=== Goal ===
Reproduce the line that holds "For every instance of the windscreen" together with all the lines after it up to the end of the entries.

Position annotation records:
────────────────────────────────────────

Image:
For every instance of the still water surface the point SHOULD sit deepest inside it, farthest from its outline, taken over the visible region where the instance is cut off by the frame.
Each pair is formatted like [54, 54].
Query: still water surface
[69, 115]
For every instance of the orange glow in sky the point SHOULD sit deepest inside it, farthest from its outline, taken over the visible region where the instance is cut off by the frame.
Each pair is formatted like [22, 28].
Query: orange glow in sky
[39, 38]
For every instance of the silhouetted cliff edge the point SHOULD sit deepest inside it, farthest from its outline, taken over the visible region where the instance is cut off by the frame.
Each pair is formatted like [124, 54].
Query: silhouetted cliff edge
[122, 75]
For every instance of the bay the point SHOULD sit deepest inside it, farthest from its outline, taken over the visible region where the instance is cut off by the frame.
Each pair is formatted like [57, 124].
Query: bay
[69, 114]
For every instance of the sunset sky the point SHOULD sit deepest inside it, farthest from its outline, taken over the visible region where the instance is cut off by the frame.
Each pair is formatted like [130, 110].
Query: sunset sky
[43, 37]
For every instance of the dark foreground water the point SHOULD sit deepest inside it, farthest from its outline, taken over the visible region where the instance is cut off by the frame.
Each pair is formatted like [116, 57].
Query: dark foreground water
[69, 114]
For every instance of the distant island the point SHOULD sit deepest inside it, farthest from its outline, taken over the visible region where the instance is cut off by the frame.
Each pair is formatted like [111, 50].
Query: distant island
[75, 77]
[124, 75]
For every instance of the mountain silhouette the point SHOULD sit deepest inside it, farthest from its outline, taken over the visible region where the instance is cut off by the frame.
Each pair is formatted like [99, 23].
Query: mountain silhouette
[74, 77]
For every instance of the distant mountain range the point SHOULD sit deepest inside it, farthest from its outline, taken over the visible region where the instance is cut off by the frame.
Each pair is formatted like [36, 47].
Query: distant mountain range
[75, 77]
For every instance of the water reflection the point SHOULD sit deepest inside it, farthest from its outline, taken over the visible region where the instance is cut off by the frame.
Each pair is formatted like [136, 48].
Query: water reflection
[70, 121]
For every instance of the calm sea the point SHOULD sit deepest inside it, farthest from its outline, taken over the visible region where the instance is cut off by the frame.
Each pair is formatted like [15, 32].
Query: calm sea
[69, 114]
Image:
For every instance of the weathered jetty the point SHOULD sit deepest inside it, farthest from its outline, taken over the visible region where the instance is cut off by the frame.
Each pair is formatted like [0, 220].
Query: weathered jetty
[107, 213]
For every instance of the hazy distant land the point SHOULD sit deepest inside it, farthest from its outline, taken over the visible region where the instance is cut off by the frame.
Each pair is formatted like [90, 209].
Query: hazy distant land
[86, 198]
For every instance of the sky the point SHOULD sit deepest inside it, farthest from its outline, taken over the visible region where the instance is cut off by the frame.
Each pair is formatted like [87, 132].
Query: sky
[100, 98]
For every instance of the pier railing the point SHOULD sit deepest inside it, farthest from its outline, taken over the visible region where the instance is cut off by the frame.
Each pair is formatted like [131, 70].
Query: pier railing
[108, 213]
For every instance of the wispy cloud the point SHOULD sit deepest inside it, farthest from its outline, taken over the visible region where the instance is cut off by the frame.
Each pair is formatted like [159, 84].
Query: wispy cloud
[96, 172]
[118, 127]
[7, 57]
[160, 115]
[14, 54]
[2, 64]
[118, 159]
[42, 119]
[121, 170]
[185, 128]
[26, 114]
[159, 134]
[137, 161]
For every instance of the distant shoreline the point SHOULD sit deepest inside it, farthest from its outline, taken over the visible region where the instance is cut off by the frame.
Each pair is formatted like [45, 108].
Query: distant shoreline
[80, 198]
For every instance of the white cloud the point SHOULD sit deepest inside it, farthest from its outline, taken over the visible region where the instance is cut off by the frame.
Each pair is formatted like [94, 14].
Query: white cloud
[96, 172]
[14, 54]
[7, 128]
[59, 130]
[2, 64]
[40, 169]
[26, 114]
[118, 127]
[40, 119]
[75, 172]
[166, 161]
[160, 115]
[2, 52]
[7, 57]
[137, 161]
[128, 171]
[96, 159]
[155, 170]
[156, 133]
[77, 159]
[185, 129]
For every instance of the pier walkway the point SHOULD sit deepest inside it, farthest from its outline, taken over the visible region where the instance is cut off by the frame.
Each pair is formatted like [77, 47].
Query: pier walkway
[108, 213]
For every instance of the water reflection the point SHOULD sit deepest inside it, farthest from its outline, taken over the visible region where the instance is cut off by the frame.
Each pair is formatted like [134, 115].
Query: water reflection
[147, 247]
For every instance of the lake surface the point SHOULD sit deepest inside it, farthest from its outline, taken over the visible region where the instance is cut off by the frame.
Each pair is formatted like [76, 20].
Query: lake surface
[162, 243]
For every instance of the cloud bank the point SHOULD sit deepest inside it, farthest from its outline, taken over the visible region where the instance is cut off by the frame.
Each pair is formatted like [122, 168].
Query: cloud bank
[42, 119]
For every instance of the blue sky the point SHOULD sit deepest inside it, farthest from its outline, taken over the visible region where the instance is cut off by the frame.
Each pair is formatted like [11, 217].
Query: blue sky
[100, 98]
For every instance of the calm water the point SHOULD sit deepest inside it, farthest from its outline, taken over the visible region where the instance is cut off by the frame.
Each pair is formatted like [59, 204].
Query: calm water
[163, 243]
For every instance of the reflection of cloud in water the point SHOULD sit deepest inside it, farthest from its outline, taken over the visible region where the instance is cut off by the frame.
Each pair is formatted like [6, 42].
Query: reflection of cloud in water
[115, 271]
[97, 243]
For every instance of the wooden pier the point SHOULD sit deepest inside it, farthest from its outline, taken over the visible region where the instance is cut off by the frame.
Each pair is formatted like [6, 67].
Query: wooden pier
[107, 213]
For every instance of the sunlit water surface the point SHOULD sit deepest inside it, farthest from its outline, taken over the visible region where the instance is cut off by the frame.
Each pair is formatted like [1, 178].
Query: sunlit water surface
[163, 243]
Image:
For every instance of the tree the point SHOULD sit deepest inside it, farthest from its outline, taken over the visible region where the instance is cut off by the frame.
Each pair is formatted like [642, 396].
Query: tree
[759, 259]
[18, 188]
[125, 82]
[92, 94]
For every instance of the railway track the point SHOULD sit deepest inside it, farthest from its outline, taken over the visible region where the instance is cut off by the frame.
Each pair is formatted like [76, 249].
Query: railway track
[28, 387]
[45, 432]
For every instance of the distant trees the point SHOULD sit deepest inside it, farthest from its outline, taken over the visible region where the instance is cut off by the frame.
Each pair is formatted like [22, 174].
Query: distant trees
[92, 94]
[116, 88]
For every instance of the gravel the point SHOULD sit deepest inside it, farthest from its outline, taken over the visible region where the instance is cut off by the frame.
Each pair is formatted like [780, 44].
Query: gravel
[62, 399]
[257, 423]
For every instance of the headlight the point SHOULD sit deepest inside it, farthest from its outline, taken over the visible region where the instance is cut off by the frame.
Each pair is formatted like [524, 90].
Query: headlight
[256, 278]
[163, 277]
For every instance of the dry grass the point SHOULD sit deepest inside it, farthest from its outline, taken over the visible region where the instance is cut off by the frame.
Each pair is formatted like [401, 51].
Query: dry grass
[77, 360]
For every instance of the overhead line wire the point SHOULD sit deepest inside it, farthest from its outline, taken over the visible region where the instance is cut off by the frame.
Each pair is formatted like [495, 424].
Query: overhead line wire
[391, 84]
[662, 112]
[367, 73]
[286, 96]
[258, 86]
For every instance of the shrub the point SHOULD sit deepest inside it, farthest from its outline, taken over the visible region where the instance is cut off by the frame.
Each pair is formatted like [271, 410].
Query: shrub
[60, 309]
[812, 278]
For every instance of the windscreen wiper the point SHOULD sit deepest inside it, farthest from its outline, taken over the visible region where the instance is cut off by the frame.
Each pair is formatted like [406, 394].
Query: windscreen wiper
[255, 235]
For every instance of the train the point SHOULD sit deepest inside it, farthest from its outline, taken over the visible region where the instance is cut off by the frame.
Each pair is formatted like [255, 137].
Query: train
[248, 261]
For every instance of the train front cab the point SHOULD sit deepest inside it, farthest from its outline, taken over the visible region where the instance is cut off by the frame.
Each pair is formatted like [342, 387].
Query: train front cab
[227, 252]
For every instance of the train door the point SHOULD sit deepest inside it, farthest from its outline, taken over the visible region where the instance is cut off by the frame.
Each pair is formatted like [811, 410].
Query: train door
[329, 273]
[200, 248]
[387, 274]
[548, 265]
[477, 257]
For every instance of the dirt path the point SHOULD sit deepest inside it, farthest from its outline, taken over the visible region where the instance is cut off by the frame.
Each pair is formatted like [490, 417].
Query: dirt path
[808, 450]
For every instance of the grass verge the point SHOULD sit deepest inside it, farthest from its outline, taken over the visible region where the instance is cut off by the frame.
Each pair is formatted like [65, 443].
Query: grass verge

────────────────────────────────────────

=== The completed task ===
For every instance of the windscreen wiper the point SHOULD sit deepest inside it, farthest from its outline, taken over the visible region where the instance is cut off by the frame.
Each pair is formatted like [406, 394].
Query: windscreen wiper
[255, 235]
For every instance of the train the point SHOULD sit deepest inside it, farthest from its outline, taken over the visible region where the instance is cut off by the frame.
Each pair is formatted like [255, 137].
Query: train
[248, 261]
For every instance of the train front cab the point SHOULD sit deepest inside it, farthest from its outline, taken over the visible region where the instance is cut off by the frame.
Each pair is formatted like [342, 387].
Query: train front cab
[227, 252]
For every instance of the train door the point SHOULD sit deepest inside it, farthest from its outline, taken over the visible region where the instance is cut off by the frame.
Each pair is formatted like [811, 410].
Query: train door
[329, 273]
[200, 248]
[387, 274]
[548, 265]
[477, 257]
For every instance of the dirt path the point SHOULD sit deepest inside it, farthest from its outline, taken over the visible region where the instance is cut off by the frame.
Each pair is formatted like [490, 417].
Query: dirt path
[808, 450]
For every instance of the grass verge the point SHOULD sit deepest inside it, farthest from its outline, taken over the visible region where the instance is cut off by the frame.
Each pair is formatted like [65, 443].
Query: grass verge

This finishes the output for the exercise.